◆ OBJECTIVE
Quote the listing below in its entirety.

(Pointing dataset excerpts)

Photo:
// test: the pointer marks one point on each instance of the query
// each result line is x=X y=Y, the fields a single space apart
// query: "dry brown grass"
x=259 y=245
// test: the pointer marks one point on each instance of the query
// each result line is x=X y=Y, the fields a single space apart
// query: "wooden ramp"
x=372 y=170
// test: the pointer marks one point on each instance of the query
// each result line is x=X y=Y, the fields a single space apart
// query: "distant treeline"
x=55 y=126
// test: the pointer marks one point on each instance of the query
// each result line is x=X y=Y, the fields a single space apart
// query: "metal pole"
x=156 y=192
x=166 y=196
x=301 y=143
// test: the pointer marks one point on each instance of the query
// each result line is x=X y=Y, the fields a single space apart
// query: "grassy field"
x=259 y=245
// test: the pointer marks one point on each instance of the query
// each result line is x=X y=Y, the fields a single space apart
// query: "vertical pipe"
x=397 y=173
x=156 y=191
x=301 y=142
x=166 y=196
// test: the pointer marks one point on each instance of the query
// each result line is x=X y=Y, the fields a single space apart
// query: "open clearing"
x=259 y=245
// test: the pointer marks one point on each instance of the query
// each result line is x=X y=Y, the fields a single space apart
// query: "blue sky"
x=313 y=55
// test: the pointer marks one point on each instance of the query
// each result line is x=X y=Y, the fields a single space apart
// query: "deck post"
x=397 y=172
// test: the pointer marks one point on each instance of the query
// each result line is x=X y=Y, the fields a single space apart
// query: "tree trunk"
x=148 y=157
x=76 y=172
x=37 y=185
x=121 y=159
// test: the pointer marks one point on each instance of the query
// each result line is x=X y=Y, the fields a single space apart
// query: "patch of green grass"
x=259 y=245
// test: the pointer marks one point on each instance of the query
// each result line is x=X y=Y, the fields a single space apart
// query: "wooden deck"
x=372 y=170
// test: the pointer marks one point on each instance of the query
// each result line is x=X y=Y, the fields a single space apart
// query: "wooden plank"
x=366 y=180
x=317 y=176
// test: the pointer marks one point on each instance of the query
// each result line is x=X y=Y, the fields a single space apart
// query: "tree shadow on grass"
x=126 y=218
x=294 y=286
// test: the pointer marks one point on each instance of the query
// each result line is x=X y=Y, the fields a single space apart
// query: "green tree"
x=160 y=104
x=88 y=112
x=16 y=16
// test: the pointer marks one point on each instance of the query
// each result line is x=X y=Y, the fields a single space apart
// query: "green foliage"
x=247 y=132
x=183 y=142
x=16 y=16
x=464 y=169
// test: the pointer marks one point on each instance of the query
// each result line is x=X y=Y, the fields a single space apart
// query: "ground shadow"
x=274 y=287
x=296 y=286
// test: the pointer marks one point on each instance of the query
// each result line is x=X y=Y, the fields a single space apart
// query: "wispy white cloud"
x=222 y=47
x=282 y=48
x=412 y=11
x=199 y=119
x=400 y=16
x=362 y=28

◆ WRITTEN ANSWER
Photo:
// test: the pointer marks one point on each instance of the query
// each result line is x=X y=Y, the fields a single space apart
// query: "dry brown grass"
x=259 y=245
// test: the pointer marks one point on each instance of the query
// each result line is x=X y=Y, the fields a single space apart
// query: "wooden ramp"
x=372 y=170
// test: the pointer marks one point on each instance of the query
// each result line is x=X y=Y, the fields a single space apart
// query: "distant treeline"
x=55 y=126
// test: the pointer marks one point on each instance of the query
// each result line is x=X y=Y, the fields a single space apart
// query: "metal pole"
x=156 y=192
x=166 y=196
x=301 y=143
// test: the pointer marks one point on each instance of the query
// each result line is x=X y=Y, the fields a single space apart
// query: "grassy field"
x=259 y=245
// test: the pointer marks one point on each instance of the query
// each result line is x=X y=Y, the fields a single space apart
// query: "vertical pipe"
x=397 y=173
x=156 y=191
x=301 y=142
x=166 y=196
// test: the pointer marks one point on each instance of the query
// each result line is x=X y=Y, the fields a single space apart
// query: "open clearing"
x=259 y=245
// test: the pointer marks one point on each instance of the query
// each result line is x=X y=Y, the fields a single space apart
// query: "blue sky"
x=313 y=55
// test: the pointer marks one point on each instance of the query
// each result line is x=X y=Y, the fields a single space apart
// query: "deck post"
x=397 y=172
// test: the pointer marks one point on each instance of the query
// each result line is x=X y=Y, the fields a single space apart
// query: "tree trunk"
x=148 y=157
x=76 y=172
x=37 y=185
x=121 y=159
// test: the pointer marks one point on each instance of the query
// each result line is x=X y=Y, the fields a single space apart
// query: "patch of green grass"
x=259 y=245
// test: the pointer marks one point on each instance of the query
// each result line is x=X y=Y, the fields a single space apart
// query: "wooden deck"
x=372 y=170
// test: the pointer marks one point on each instance of the query
// each result line is x=X y=Y, the fields a single space apart
// query: "wooden plank"
x=366 y=180
x=317 y=176
// test: the pointer marks one point on each instance of the query
// each result line is x=X y=Y, the fields a single space apart
// query: "tree shadow on grass"
x=126 y=218
x=294 y=286
// test: the pointer marks one point on each instance of the query
// each result line is x=X y=Y, the fields a single space apart
// query: "green tree"
x=160 y=104
x=88 y=112
x=16 y=16
// test: the pointer marks one point on each instance of the query
// each result line is x=X y=Y, the fields a single space apart
// query: "green foliage"
x=247 y=132
x=183 y=142
x=16 y=16
x=464 y=169
// test: the pointer marks one point on each instance of the query
// each result line is x=X y=Y, the fields a single space apart
// query: "ground shadow"
x=274 y=287
x=296 y=286
// test: the pointer marks one point on each instance of the query
// each result line is x=X y=Y, the fields a single space apart
// query: "wispy white cloud"
x=222 y=47
x=282 y=48
x=412 y=11
x=199 y=119
x=400 y=16
x=362 y=28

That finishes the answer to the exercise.